- SHORT TASK
Show every line of the listing below that contains the word "gymnasium", copying each such line in full.

# # #

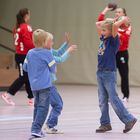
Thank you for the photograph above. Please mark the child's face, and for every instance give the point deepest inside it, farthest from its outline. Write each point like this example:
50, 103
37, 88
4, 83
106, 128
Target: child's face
48, 43
119, 12
105, 32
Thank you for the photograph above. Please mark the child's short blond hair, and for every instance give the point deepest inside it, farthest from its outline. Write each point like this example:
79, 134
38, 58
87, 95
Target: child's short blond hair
107, 24
40, 36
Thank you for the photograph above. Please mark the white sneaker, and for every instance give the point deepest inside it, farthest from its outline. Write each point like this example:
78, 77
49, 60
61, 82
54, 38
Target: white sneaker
52, 130
7, 98
31, 102
125, 99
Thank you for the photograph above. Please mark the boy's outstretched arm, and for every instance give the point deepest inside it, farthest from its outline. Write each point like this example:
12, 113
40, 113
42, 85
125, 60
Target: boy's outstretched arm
65, 56
63, 47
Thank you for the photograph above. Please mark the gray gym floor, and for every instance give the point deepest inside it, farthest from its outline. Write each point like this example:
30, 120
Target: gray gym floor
79, 119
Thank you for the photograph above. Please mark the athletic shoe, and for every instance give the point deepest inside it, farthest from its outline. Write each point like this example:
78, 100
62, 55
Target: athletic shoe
7, 98
31, 102
104, 128
125, 99
129, 126
36, 135
52, 130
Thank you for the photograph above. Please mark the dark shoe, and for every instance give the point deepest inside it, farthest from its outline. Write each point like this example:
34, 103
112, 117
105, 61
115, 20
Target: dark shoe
129, 126
104, 128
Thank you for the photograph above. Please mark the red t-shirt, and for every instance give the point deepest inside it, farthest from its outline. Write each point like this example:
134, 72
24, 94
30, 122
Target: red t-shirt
124, 35
23, 39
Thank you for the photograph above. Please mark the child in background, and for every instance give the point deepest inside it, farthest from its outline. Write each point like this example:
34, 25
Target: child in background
40, 64
23, 43
60, 56
106, 76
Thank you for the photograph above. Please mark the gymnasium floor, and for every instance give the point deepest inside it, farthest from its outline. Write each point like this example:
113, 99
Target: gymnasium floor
79, 118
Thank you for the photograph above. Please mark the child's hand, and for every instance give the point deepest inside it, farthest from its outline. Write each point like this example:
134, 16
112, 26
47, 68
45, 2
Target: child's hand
72, 48
107, 9
67, 37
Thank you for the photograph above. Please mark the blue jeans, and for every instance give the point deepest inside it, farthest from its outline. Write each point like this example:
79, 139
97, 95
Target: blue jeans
41, 107
107, 84
57, 106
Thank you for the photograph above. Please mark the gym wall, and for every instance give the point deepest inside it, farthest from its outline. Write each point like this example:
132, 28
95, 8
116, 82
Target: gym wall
77, 17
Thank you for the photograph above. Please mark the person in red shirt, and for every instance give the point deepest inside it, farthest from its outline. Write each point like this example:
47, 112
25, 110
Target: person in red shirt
22, 35
122, 56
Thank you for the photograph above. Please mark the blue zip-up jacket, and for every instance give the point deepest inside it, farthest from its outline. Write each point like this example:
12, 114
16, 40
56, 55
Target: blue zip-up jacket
40, 65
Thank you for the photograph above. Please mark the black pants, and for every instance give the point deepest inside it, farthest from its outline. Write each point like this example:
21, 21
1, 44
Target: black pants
122, 58
22, 79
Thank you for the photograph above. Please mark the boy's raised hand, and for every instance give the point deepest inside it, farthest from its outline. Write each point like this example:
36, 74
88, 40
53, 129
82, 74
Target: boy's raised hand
72, 48
107, 9
67, 37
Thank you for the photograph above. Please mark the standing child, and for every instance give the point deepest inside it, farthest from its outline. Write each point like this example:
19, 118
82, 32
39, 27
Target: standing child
23, 43
60, 56
122, 56
40, 64
106, 76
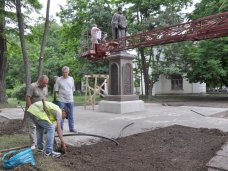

# # #

- CORRECT ANSWER
Thank you for the photograph above. Please mark the gymnasium floor, and for every instance give the point deepest inside it, farthest from its outline. Write each point like this example:
Target: gymnasium floor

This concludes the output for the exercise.